JOB 1: List every kind of seed that the seed-sowing text says the broadcasting method is used for.
JOB 2: According to the seed-sowing text, what should seed mats be used for?
JOB 3: Reproduce the part of the seed-sowing text starting at "Sprinkle seed thinly" and ending at "tapes for vegetables.".

SUPPLIED PASSAGE:
☆ ☆ ☆ ☆

Sprinkle seed thinly over the drill and use the back of the rake to draw soil back over.

Wide Drills with Compost Bed

These are made as above but deeper, and the bottom is covered with a layer of peat, or leaf mold or spent potting compost. The seed is sown onto this and the soil drawn back over.

Seed Mats & Tapes

With these there’s no need to prepare a proper seed bed, worry about any seed drills, or sowing and spacing seeds. Use seed mats for flowers and seed tapes for vegetables.

Broadcasting

This method is used for sowing seed of grass, wild flowers and green manures.

The soil should be prepared for seed, and allowed to stand to remove the first crop of weeds. This becomes your stale bed.

Broadcasting involves casting seed out of the palm of the hand as evenly as possible over a larger area. Seed directions are usually terms of grams or ounces of seed per square metre or yard. Mechanical seed broadcasters are also available.

So you need some method of gauging a square metre (or yards). For example you might take a tape down one side and stand fully astride from the first metre length. You can then reach out to an area of approximately one square metre.

Second, you need to approximate the weight of seed to the amount you see in your palm. This will allow you to pick out the seed from the packet perhaps 2 or 3 times to cast the correct amount evenly over every square metre (or sq yard).

☆ ☆ ☆ ☆

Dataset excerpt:
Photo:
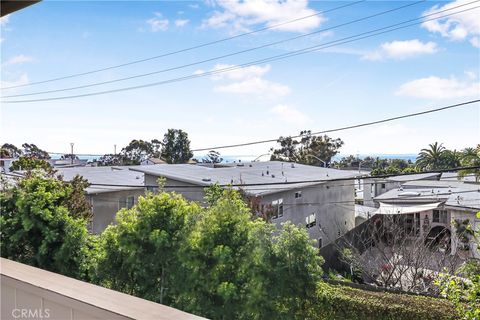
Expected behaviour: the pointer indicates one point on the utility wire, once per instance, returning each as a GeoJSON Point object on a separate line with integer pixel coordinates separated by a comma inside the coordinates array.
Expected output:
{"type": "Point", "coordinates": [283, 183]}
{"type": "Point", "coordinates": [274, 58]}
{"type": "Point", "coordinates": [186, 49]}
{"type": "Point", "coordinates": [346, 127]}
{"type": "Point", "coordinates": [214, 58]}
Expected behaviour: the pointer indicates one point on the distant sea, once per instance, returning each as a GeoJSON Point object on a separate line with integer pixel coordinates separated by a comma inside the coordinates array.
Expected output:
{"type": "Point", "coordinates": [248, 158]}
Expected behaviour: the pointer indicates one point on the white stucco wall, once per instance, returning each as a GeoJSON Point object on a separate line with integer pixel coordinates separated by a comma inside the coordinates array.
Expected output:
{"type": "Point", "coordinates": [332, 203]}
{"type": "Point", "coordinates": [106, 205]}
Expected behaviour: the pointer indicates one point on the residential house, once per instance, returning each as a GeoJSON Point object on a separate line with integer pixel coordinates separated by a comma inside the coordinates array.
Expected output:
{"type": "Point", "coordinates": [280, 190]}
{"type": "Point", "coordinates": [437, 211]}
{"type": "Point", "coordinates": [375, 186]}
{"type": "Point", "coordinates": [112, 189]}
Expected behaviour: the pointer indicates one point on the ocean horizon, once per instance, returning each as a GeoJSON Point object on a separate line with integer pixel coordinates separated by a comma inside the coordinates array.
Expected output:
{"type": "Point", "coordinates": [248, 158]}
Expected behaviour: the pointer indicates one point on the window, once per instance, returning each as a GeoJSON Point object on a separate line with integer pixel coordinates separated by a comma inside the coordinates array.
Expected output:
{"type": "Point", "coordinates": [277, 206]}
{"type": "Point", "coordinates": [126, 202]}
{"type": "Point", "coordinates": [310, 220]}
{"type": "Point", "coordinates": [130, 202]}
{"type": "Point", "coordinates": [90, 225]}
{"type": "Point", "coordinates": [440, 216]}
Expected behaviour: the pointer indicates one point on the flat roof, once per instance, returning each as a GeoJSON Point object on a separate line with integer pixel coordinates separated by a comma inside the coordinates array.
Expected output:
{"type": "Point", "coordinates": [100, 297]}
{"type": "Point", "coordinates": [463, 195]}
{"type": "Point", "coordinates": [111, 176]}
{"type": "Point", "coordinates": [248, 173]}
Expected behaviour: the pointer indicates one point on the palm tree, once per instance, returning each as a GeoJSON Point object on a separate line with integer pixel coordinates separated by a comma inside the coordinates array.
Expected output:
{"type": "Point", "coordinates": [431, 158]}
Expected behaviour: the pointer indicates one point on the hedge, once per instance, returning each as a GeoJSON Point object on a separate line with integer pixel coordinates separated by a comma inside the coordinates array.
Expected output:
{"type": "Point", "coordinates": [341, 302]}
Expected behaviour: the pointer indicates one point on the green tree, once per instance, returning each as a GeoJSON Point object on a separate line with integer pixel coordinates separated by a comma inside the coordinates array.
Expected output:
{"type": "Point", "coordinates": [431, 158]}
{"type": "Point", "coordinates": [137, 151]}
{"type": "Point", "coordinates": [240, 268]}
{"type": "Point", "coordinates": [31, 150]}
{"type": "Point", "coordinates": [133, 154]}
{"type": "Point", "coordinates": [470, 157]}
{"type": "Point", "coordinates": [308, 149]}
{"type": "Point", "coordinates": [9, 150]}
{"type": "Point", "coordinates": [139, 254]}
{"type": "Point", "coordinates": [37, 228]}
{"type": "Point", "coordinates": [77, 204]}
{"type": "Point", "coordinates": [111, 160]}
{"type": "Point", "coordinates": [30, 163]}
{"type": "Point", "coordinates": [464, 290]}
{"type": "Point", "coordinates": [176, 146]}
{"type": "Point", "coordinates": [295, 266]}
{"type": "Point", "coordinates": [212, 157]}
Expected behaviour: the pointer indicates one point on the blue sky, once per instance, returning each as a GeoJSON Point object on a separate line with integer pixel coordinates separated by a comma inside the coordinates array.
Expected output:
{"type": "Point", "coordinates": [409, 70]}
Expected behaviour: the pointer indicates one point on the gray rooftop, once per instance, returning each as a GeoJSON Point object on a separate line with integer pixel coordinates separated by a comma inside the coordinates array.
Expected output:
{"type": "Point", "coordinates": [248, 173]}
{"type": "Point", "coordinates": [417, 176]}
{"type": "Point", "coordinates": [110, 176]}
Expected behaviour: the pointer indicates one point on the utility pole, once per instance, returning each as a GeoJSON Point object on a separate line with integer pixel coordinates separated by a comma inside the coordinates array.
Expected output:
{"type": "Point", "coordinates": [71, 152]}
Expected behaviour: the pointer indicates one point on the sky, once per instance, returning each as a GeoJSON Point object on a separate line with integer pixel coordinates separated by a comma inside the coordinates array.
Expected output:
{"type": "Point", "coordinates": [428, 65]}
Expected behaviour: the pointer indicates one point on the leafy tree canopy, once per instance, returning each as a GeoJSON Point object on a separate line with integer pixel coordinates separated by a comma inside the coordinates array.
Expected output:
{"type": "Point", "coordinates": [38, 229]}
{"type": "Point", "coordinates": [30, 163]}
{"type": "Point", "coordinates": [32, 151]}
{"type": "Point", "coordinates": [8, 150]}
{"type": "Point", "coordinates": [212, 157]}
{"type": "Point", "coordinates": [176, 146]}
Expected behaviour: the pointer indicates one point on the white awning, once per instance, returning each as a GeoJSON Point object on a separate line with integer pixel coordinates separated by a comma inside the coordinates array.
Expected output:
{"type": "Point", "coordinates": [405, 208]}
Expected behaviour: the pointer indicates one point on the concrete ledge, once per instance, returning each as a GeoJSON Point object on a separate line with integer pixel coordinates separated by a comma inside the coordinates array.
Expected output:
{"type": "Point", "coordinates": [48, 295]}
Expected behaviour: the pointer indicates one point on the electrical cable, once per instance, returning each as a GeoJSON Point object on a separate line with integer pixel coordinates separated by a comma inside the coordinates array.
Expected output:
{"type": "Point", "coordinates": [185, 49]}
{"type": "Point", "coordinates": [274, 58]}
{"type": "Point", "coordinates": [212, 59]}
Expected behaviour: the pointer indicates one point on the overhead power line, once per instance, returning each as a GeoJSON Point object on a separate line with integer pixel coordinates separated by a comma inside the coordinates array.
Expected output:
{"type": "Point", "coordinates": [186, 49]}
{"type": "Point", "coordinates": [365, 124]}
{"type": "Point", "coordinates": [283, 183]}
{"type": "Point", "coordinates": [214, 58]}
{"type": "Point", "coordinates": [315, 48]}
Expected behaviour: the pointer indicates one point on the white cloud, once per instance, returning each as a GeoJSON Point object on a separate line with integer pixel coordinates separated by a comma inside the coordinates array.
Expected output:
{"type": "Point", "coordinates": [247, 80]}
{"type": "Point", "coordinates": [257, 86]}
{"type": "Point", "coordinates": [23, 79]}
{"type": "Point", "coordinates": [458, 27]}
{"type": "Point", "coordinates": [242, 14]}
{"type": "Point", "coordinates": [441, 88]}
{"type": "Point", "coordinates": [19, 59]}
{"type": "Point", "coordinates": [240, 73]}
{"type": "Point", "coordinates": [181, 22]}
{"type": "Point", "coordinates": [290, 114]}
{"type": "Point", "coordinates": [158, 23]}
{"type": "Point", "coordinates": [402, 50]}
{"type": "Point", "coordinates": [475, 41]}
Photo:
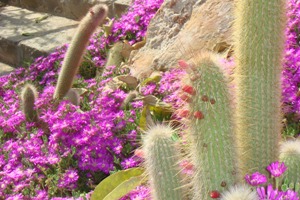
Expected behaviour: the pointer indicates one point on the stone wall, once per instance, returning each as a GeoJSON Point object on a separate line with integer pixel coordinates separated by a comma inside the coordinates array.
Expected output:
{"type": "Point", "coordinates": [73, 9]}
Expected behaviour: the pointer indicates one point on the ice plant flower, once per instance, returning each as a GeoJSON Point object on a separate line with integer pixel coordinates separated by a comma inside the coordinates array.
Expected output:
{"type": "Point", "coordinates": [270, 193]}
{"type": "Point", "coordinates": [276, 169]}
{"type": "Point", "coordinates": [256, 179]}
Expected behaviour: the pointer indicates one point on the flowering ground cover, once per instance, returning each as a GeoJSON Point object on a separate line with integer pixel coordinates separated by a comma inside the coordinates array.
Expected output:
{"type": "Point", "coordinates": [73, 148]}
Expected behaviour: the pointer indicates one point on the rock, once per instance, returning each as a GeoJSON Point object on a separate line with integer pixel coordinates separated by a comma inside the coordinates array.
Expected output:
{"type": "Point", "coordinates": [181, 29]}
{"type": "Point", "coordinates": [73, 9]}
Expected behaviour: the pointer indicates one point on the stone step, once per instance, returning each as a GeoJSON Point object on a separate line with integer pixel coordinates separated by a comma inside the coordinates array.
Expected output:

☆ ☆ ☆ ☆

FINAL RESULT 1: grass, wild flowers, green manures

FINAL RESULT 2: Flowers.

FINAL RESULT 3:
Sprinkle seed thinly over the drill and use the back of the rake to draw soil back over.

Wide Drills with Compost Bed

These are made as above but deeper, and the bottom is covered with a layer of peat, or leaf mold or spent potting compost. The seed is sown onto this and the soil drawn back over.

Seed Mats & Tapes

With these there’s no need to prepare a proper seed bed, worry about any seed drills, or sowing and spacing seeds. Use seed mats for flowers and seed tapes for vegetables.